*** MATERIAL FOR THIS EXERCISE ***

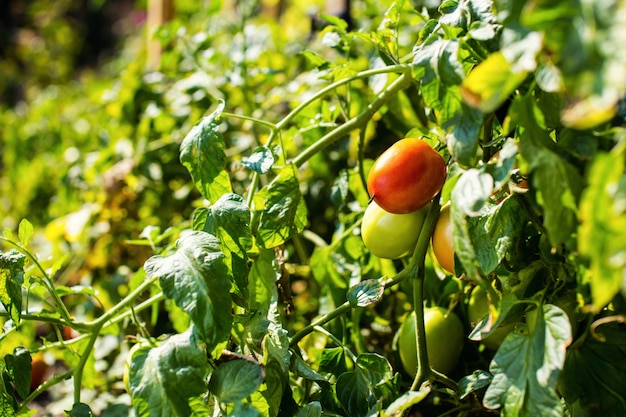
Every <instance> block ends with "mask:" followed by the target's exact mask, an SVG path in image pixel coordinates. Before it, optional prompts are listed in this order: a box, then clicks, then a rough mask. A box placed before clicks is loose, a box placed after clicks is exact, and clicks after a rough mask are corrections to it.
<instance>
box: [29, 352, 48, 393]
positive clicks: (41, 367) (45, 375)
mask: <svg viewBox="0 0 626 417" xmlns="http://www.w3.org/2000/svg"><path fill="white" fill-rule="evenodd" d="M30 365H31V371H30V391H31V392H33V391H35V389H37V388H38V387H39V386H40V385H41V384H42V383H43V382H44V381H45V380H46V377H47V376H48V371H49V369H50V365H48V362H46V358H45V355H44V353H43V352H38V353H36V354H35V355H34V356H33V358H32V362H31V364H30Z"/></svg>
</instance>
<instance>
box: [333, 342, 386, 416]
mask: <svg viewBox="0 0 626 417" xmlns="http://www.w3.org/2000/svg"><path fill="white" fill-rule="evenodd" d="M335 389H336V391H337V398H338V399H339V402H340V403H341V405H342V407H343V408H344V410H346V412H347V413H348V415H350V416H354V417H360V416H366V415H368V414H369V411H370V409H371V408H372V407H373V406H374V405H375V404H376V403H377V402H378V401H380V400H381V399H382V400H384V399H387V401H390V400H392V399H394V398H395V396H396V395H397V392H396V390H397V387H396V381H395V380H394V377H393V372H392V369H391V365H390V364H389V362H388V361H387V359H385V358H384V357H382V356H380V355H377V354H374V353H364V354H361V355H359V356H358V357H357V361H356V363H355V369H354V371H349V372H345V373H343V374H341V375H340V376H339V378H337V384H336V388H335Z"/></svg>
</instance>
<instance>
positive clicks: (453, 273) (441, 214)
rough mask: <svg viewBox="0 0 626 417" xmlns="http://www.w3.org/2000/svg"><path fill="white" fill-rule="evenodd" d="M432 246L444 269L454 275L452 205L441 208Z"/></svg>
mask: <svg viewBox="0 0 626 417" xmlns="http://www.w3.org/2000/svg"><path fill="white" fill-rule="evenodd" d="M432 247H433V253H434V254H435V258H437V262H439V265H441V267H442V268H443V269H445V270H446V271H447V272H449V273H450V274H452V275H454V246H453V245H452V220H451V219H450V205H449V204H448V205H446V206H444V207H443V208H442V209H441V212H440V213H439V218H438V219H437V224H436V225H435V230H434V231H433V236H432Z"/></svg>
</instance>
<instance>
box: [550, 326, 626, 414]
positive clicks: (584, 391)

*** End of MATERIAL FOR THIS EXERCISE ***

Restate the data above word for word. Skip every picture.

— PROBLEM SOLUTION —
Every <instance> block ends with "mask:" followed by the target's exact mask, an SVG path in image pixel coordinates. Before it, optional prompts are listed in this order: a box, then clicks, then a rough mask. A box placed before clicks is loose, a box placed after clicks is exact, and clicks after a rough mask are corrections to it.
<instance>
box: [29, 352, 48, 393]
positive clicks: (41, 367) (45, 375)
mask: <svg viewBox="0 0 626 417" xmlns="http://www.w3.org/2000/svg"><path fill="white" fill-rule="evenodd" d="M30 365H31V371H30V391H31V392H33V391H35V389H37V388H38V387H39V386H40V385H41V384H42V383H43V382H44V381H45V380H46V377H47V376H48V371H49V369H50V365H48V362H46V358H45V355H44V353H43V352H38V353H36V354H35V355H34V356H33V358H32V362H31V364H30Z"/></svg>
</instance>
<instance>
box: [333, 342, 386, 416]
mask: <svg viewBox="0 0 626 417" xmlns="http://www.w3.org/2000/svg"><path fill="white" fill-rule="evenodd" d="M335 389H336V391H337V398H338V399H339V402H340V403H341V405H342V407H343V408H344V410H346V412H347V413H348V415H350V416H354V417H360V416H366V415H368V414H369V411H370V409H371V408H372V407H373V406H374V405H375V404H376V403H377V402H378V401H380V400H381V399H382V400H384V399H387V401H390V400H392V399H394V398H395V396H396V395H397V392H396V390H397V387H396V381H395V380H394V377H393V372H392V369H391V365H390V364H389V362H388V361H387V359H385V358H384V357H382V356H380V355H377V354H374V353H364V354H361V355H359V356H358V357H357V361H356V363H355V369H354V371H349V372H345V373H343V374H341V375H340V376H339V378H337V384H336V388H335Z"/></svg>
</instance>
<instance>
positive clicks: (453, 273) (441, 214)
rough mask: <svg viewBox="0 0 626 417" xmlns="http://www.w3.org/2000/svg"><path fill="white" fill-rule="evenodd" d="M432 246L444 269L454 275L452 205L441 208Z"/></svg>
mask: <svg viewBox="0 0 626 417" xmlns="http://www.w3.org/2000/svg"><path fill="white" fill-rule="evenodd" d="M432 247H433V253H434V254H435V258H437V262H439V265H441V267H442V268H443V269H445V270H446V271H447V272H449V273H450V274H452V275H454V246H453V245H452V220H451V219H450V205H449V204H448V205H446V206H444V207H443V208H442V209H441V212H440V213H439V218H438V219H437V224H436V225H435V230H434V231H433V236H432Z"/></svg>
</instance>
<instance>
box: [550, 326, 626, 414]
positive clicks: (584, 391)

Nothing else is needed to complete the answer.